◆ Problems
A - In the mailing list post below, which commit added the pluggable error facility?
B - List every email address in the To and Cc fields of the mailing list post below.

◆ Text section
------------
All of lore.kernel.org
 help / color / mirror / Atom feed
From: "Ævar Arnfjörð Bjarmason" <avarab@gmail.com>
To: Stefan Beller <sbeller@google.com>
Cc: "git\@vger.kernel.org" <git@vger.kernel.org>,
	Junio C Hamano <gitster@pobox.com>,
	Brandon Casey <drafnel@gmail.com>, Jeff King <peff@peff.net>
Subject: Re: [PATCH] die routine: change recursion limit from 1 to 1024
Date: Tue, 20 Jun 2017 00:32:56 +0200	[thread overview]
Message-ID: <87podz8v6v.fsf@gmail.com> (raw)
In-Reply-To: <CAGZ79kaHXX4ne_hfjVs7PaeLzHc+CbVSZ1hCNz0ebG5F3uJEzg@mail.gmail.com>


On Mon, Jun 19 2017, Stefan Beller jotted:

>> Now, git-grep could make use of the pluggable error facility added in
>> commit c19a490e37 ("usage: allow pluggable die-recursion checks",
>> 2013-04-16).
------------
◆ Dataset content
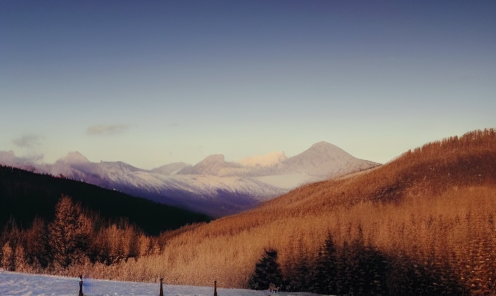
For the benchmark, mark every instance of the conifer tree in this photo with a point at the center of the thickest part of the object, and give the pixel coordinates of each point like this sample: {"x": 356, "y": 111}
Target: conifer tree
------------
◆ Solved problems
A - Commit c19a490e37 ("usage: allow pluggable die-recursion checks", 2013-04-16).

B - sbeller@google.com, git@vger.kernel.org, gitster@pobox.com, drafnel@gmail.com, peff@peff.net